--- START OF RECORDS ---

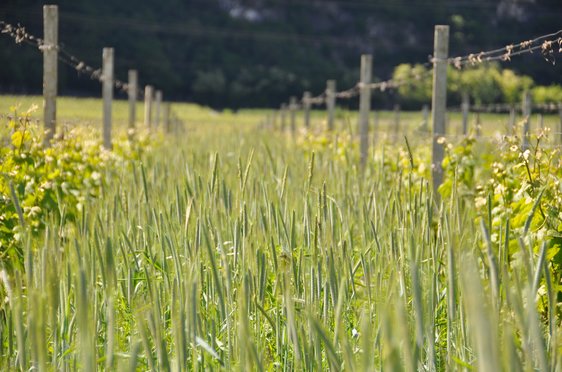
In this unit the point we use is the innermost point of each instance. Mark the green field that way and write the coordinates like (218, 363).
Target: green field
(230, 246)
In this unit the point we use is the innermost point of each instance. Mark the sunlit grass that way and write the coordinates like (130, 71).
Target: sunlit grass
(238, 248)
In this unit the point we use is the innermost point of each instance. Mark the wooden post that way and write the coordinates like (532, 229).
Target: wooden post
(306, 105)
(560, 125)
(465, 108)
(439, 103)
(50, 70)
(396, 121)
(166, 117)
(425, 114)
(107, 92)
(283, 116)
(148, 106)
(132, 91)
(511, 124)
(365, 105)
(527, 118)
(158, 99)
(293, 114)
(478, 125)
(331, 102)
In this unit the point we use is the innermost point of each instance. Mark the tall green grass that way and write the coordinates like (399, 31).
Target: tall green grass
(236, 249)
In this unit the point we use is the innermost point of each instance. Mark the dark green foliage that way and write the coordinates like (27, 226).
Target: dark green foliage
(195, 50)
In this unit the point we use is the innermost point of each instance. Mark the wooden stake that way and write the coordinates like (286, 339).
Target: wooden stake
(331, 102)
(50, 70)
(132, 89)
(439, 103)
(107, 92)
(365, 106)
(148, 106)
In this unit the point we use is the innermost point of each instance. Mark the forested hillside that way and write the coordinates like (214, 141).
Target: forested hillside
(235, 53)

--- END OF RECORDS ---

TASK STATEMENT: Can you arrange the lines above as a JSON list of strings, with one string per line, blank lines skipped, and the picture left out?

COMPLETE ANSWER:
[
  "In this unit the point we use is the innermost point of each instance. Mark the green field that way and write the coordinates like (218, 363).",
  "Target: green field",
  "(230, 246)",
  "In this unit the point we use is the innermost point of each instance. Mark the sunlit grass that way and write the coordinates like (130, 71).",
  "Target: sunlit grass",
  "(238, 248)",
  "In this unit the point we use is the innermost point of each instance. Mark the wooden post that way and write the coordinates like (532, 229).",
  "Target: wooden post",
  "(306, 105)",
  "(560, 125)",
  "(465, 108)",
  "(439, 103)",
  "(50, 70)",
  "(396, 121)",
  "(166, 117)",
  "(425, 114)",
  "(107, 92)",
  "(283, 116)",
  "(148, 106)",
  "(132, 91)",
  "(511, 124)",
  "(365, 105)",
  "(527, 118)",
  "(158, 99)",
  "(293, 114)",
  "(478, 125)",
  "(331, 102)",
  "In this unit the point we use is the innermost point of each instance. Mark the tall green grass that way and write the coordinates like (399, 31).",
  "Target: tall green grass",
  "(236, 249)",
  "In this unit the point we use is the innermost point of each instance. Mark the dark green foliage that way and write the coordinates like (27, 226).",
  "Target: dark green foliage",
  "(195, 50)",
  "In this unit the point we use is the innermost point of each instance. Mark the wooden stake that way and write the coordinates like (286, 339).",
  "Target: wooden stake",
  "(331, 102)",
  "(50, 70)",
  "(132, 89)",
  "(439, 103)",
  "(107, 92)",
  "(365, 106)",
  "(148, 106)",
  "In this unit the point we use is the innermost point of each instance. Mark the forested hillside that way and write the coordinates like (214, 141).",
  "Target: forested hillside",
  "(235, 53)"
]